Dataset rows on where objects appear
((
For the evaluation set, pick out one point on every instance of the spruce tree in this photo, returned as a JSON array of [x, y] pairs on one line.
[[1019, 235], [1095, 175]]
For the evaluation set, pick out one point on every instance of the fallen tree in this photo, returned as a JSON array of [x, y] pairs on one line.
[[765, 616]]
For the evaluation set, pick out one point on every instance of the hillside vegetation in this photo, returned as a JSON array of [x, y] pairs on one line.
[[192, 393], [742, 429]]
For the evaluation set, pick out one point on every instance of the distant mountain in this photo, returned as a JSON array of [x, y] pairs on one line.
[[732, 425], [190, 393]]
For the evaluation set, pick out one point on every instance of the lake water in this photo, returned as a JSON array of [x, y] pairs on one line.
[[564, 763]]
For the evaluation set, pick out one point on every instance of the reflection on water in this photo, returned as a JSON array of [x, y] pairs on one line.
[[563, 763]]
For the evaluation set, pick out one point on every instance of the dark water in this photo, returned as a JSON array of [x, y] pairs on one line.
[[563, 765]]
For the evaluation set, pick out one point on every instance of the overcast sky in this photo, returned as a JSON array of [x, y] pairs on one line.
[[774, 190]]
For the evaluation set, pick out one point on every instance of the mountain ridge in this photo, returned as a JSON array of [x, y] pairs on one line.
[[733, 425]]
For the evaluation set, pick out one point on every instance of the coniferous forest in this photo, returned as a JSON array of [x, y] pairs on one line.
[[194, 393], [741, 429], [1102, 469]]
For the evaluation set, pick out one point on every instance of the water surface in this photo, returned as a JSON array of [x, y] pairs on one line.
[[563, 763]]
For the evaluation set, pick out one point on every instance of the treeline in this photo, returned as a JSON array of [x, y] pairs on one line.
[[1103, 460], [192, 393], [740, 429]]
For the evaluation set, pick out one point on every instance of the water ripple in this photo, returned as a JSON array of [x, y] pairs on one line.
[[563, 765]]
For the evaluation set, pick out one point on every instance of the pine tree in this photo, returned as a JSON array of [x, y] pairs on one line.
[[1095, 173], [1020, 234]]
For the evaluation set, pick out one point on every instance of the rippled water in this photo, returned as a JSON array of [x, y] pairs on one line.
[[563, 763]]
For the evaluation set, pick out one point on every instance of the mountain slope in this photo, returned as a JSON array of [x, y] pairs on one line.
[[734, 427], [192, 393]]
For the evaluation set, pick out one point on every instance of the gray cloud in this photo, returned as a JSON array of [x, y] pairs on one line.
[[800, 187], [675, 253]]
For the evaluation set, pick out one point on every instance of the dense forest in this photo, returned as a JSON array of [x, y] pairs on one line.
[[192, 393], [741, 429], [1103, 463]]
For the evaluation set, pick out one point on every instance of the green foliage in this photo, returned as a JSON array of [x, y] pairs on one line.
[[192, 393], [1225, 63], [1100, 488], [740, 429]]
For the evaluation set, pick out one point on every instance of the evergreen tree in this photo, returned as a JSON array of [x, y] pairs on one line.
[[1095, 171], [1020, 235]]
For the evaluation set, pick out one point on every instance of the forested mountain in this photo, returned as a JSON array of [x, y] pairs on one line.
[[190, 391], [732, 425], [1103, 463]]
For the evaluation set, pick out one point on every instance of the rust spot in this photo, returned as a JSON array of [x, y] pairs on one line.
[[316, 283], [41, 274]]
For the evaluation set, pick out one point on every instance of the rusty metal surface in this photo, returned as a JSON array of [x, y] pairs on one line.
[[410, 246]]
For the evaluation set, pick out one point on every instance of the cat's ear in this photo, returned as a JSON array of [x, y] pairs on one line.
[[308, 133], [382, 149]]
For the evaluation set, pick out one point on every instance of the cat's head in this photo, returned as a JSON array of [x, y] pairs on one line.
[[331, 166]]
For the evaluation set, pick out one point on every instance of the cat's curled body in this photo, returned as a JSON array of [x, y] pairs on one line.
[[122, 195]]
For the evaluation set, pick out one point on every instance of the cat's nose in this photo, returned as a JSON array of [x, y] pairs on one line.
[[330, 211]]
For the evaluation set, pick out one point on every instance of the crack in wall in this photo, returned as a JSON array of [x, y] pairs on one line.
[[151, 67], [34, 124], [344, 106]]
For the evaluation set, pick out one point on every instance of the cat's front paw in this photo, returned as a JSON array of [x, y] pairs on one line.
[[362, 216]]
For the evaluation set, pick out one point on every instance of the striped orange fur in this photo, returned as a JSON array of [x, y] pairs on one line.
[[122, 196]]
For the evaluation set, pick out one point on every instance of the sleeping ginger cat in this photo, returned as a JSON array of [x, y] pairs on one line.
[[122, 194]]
))
__What to do__
Please arrange all of the material above as a two-column CSV with the headers instruction and points, giving one row to each answer together with the text that comes before it. Wrap every field in double quotes and turn any line breaks into spaces.

__Finished exercise__
instruction,points
"For the evaluation set, pick out one point on every instance of the spruce tree in this photo, returned as a JSON array of [x, y] pairs on one line.","[[1019, 235], [1095, 175]]"
"For the evaluation set, pick out one point on every instance of the fallen tree in this photo, returned as a JSON array of [x, y] pairs on one line.","[[765, 616]]"
"For the evaluation set, pick out one point on every instance of the hillside vegetation in this photo, returned as a JSON array of [x, y] pairs on one line.","[[192, 393], [742, 429]]"
"For the evaluation set, pick out one point on every instance of the distant mountain in this photo, returned as a JSON array of [x, y] pairs on one line.","[[732, 425], [190, 393]]"
"For the evaluation set, pick out one point on every instance of the lake water in this photo, returned as a JSON array of [x, y] pairs on one line.","[[564, 763]]"
"For the evaluation set, pick out one point on every instance of the reflection on water in this photo, returned as a JSON array of [x, y] pairs on one line.","[[563, 763]]"
"For the evaluation set, pick out one point on every instance of the dark water in this photo, returned as a JSON array of [x, y] pairs on one line.","[[563, 765]]"
"For the evaluation set, pick out one point on every instance of the overcast sky in this photo, returned as a JSON array of [x, y] pairs on one line.","[[774, 190]]"
"For the evaluation set, pick out one point on every instance of the mountain ridge in this photo, returned as a JSON array of [x, y] pairs on one line.","[[733, 425]]"
"For the evaluation set, pick out one point on every instance of the coniferous forest in this photo, returned as a JSON array of [x, y] pairs on one line.","[[194, 393], [741, 429], [1102, 469]]"
"For the evaluation set, pick out one point on every instance of the water surface in this photo, returned as a JSON array of [x, y] pairs on one line.","[[563, 763]]"
"For the evaluation set, pick out one point on every instance of the treeline in this photo, returned as a JSON array of [x, y] pairs on one line.","[[1103, 460], [192, 393], [740, 429]]"
"For the evaluation set, pick out one point on every instance of the water ripple in this photo, returned as a JSON array of [x, y] pairs on one line.","[[563, 765]]"
"For the evaluation set, pick out one point on every instance of the pine tree in this photo, returned as a JSON array of [x, y] pairs on one line.","[[1095, 173], [1020, 234]]"
"For the evaluation set, pick out one point on every instance of the rippled water in this photo, returned as a JSON array of [x, y] pairs on one line.","[[563, 763]]"
"For the evaluation set, pick out one point on every instance of the mountain slope in this photo, returned as a JSON array of [x, y] pairs on one line.","[[734, 427], [192, 393]]"
"For the evaluation set, pick out one point on every instance of the gray cloud in this photo, returned as a JSON array of [x, y] pairs on one line.","[[800, 187], [675, 253]]"
"For the evaluation set, pick out one point on every instance of the dense forest in this photo, returned as a JSON array of [x, y] pairs on one line.","[[192, 393], [741, 429], [1103, 463]]"
"For the evaluation set, pick out one point on every instance of the green foliage in this photo, returned as a JSON array of [x, y] pairs on one line.","[[192, 393], [1225, 63], [1100, 488], [740, 429]]"
"For the evaluation set, pick out one point on every instance of the evergreen tree in this photo, returned as a JSON array of [x, y] pairs on one line.","[[1095, 171], [1020, 235]]"
"For the evaluation set, pick out one point on every instance of the forested mountain in this photo, returned as a JSON array of [x, y] pairs on one line.","[[190, 391], [732, 425], [1103, 463]]"
"For the evaluation set, pick out one point on every instance of the rust spot in this photo, returned as a JSON array of [x, y] pairs on one line.","[[316, 283], [41, 274]]"
"For the evaluation set, pick out one point on every instance of the rusty metal surface in this photo, returned as a JSON array of [x, y] pairs on one line.","[[410, 246]]"
"For the evaluation set, pick out one point on every instance of the cat's ear in this photo, returned as a JSON array of [x, y] pairs on one line.","[[308, 133], [382, 149]]"
"For the evaluation set, pick out one point on every instance of the cat's head in this photo, returned as a JSON array of [x, y] pairs on one line.","[[331, 166]]"
"For the evaluation set, pick out one point on every instance of the cat's curled body in this photo, returned as a JSON array of [x, y] pairs on one line.","[[122, 195]]"
"For the evaluation set, pick out one point on every instance of the cat's nose in this photo, returned as a JSON array of [x, y] pairs on one line.","[[330, 211]]"
"For the evaluation set, pick out one point on every instance of the crack in wall in this photo, returned as a JSON array of [x, y] pairs on one line.","[[151, 67], [34, 124], [344, 106]]"
"For the evaluation set, pick out one point on every instance of the cat's front paw in this photo, returned as a JSON array of [x, y] pairs on one line.","[[362, 216]]"
"For the evaluation set, pick out one point on every instance of the striped orange fur in this photo, returned as a JSON array of [x, y] pairs on one line.","[[122, 196]]"
"For the evaluation set, pick out one point on every instance of the sleeping ginger cat in this photo, returned as a JSON array of [x, y] pairs on one line.","[[122, 194]]"